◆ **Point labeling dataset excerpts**
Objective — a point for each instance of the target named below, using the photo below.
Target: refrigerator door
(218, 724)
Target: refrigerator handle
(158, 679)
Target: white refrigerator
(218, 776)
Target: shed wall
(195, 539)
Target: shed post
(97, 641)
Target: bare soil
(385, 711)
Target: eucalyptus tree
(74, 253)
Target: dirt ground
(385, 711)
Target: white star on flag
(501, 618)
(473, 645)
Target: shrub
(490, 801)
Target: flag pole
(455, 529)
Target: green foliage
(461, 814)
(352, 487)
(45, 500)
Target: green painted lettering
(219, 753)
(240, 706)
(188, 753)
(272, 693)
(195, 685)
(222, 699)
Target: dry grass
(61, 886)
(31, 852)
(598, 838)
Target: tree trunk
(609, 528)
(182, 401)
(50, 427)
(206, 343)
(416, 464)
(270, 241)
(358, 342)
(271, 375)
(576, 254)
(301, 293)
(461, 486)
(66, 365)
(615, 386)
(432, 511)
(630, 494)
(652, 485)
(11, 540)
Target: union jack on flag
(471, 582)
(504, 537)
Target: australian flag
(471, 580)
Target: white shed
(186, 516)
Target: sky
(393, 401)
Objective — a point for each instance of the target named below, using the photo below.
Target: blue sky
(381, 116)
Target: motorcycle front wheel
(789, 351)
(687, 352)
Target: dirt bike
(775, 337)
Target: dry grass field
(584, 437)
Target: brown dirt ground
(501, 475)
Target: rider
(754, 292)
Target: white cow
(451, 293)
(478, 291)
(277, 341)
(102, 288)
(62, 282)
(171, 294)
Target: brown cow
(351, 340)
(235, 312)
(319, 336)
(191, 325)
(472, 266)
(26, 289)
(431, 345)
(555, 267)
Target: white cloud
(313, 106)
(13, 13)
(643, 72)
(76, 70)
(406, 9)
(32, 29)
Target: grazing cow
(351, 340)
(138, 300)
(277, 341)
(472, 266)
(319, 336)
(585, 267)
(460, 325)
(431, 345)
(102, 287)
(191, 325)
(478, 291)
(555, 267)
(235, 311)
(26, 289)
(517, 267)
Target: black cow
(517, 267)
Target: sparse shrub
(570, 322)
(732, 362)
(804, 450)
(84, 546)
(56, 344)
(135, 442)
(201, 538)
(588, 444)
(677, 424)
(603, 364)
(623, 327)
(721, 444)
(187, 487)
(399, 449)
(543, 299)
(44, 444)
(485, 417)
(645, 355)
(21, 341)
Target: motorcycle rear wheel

◆ **Your goal**
Lay out every line of the entries above as a Markdown table with the columns Row and Line, numbering each row and skipping any blank lines.

◆ **Exercise response**
| Row | Line |
|---|---|
| 1 | Objective — a point for each instance of the target named below, using the photo below. |
| 2 | Target: refrigerator door |
| 3 | (218, 724) |
| 4 | Target: refrigerator handle |
| 5 | (158, 679) |
| 6 | Target: white refrigerator |
| 7 | (218, 776) |
| 8 | Target: shed wall |
| 9 | (195, 539) |
| 10 | Target: shed post |
| 11 | (97, 641) |
| 12 | Target: bare soil |
| 13 | (385, 711) |
| 14 | Target: eucalyptus tree |
| 15 | (74, 253) |
| 16 | Target: dirt ground |
| 17 | (385, 711) |
| 18 | Target: white star on flag |
| 19 | (501, 618) |
| 20 | (473, 645) |
| 21 | Target: shrub |
| 22 | (490, 801) |
| 23 | Target: flag pole |
| 24 | (455, 529) |
| 25 | Target: green foliage |
| 26 | (461, 814) |
| 27 | (352, 487) |
| 28 | (45, 500) |
| 29 | Target: green painted lettering |
| 30 | (219, 753) |
| 31 | (240, 706) |
| 32 | (188, 753) |
| 33 | (272, 693) |
| 34 | (195, 685) |
| 35 | (222, 699) |
| 36 | Target: dry grass |
| 37 | (61, 886) |
| 38 | (31, 852) |
| 39 | (598, 838) |
| 40 | Target: tree trunk |
| 41 | (609, 528) |
| 42 | (182, 401) |
| 43 | (50, 427) |
| 44 | (206, 343) |
| 45 | (416, 464) |
| 46 | (270, 241) |
| 47 | (358, 342) |
| 48 | (271, 375) |
| 49 | (576, 254) |
| 50 | (301, 293) |
| 51 | (461, 486) |
| 52 | (66, 365) |
| 53 | (615, 386) |
| 54 | (432, 511) |
| 55 | (630, 494) |
| 56 | (652, 485) |
| 57 | (11, 540) |
| 58 | Target: union jack on flag |
| 59 | (471, 582) |
| 60 | (504, 537) |
| 61 | Target: australian flag |
| 62 | (471, 580) |
| 63 | Target: white shed |
| 64 | (186, 516) |
| 65 | Target: sky |
| 66 | (393, 401) |
| 67 | Objective — a point for each instance of the target named below, using the photo below. |
| 68 | Target: blue sky |
| 69 | (381, 116) |
| 70 | Target: motorcycle front wheel |
| 71 | (789, 351) |
| 72 | (687, 352) |
| 73 | Target: dirt bike |
| 74 | (775, 337) |
| 75 | Target: dry grass field |
| 76 | (584, 437) |
| 77 | Target: brown dirt ground |
| 78 | (501, 475) |
| 79 | Target: rider |
| 80 | (754, 292) |
| 81 | Target: white cow |
| 82 | (451, 293) |
| 83 | (478, 291) |
| 84 | (277, 341) |
| 85 | (102, 288) |
| 86 | (62, 282) |
| 87 | (171, 294) |
| 88 | Target: brown cow |
| 89 | (351, 340) |
| 90 | (235, 312) |
| 91 | (319, 336) |
| 92 | (191, 325) |
| 93 | (472, 266) |
| 94 | (26, 289) |
| 95 | (431, 345) |
| 96 | (555, 267) |
| 97 | Target: white cloud |
| 98 | (313, 106) |
| 99 | (13, 13) |
| 100 | (643, 72) |
| 101 | (76, 70) |
| 102 | (406, 9) |
| 103 | (32, 29) |
| 104 | Target: grazing cow |
| 105 | (351, 340) |
| 106 | (138, 300) |
| 107 | (277, 341) |
| 108 | (472, 266) |
| 109 | (319, 336) |
| 110 | (585, 267) |
| 111 | (460, 325) |
| 112 | (431, 345) |
| 113 | (102, 287) |
| 114 | (191, 325) |
| 115 | (478, 291) |
| 116 | (555, 267) |
| 117 | (235, 311) |
| 118 | (26, 289) |
| 119 | (517, 267) |
| 120 | Target: black cow |
| 121 | (517, 267) |
| 122 | Target: sparse shrub |
| 123 | (570, 322) |
| 124 | (732, 362) |
| 125 | (804, 450) |
| 126 | (84, 546) |
| 127 | (56, 344) |
| 128 | (135, 442) |
| 129 | (201, 538) |
| 130 | (588, 444) |
| 131 | (677, 424) |
| 132 | (603, 364) |
| 133 | (623, 327) |
| 134 | (721, 444) |
| 135 | (187, 487) |
| 136 | (399, 449) |
| 137 | (543, 299) |
| 138 | (44, 444) |
| 139 | (485, 417) |
| 140 | (645, 355) |
| 141 | (21, 341) |
| 142 | Target: motorcycle rear wheel |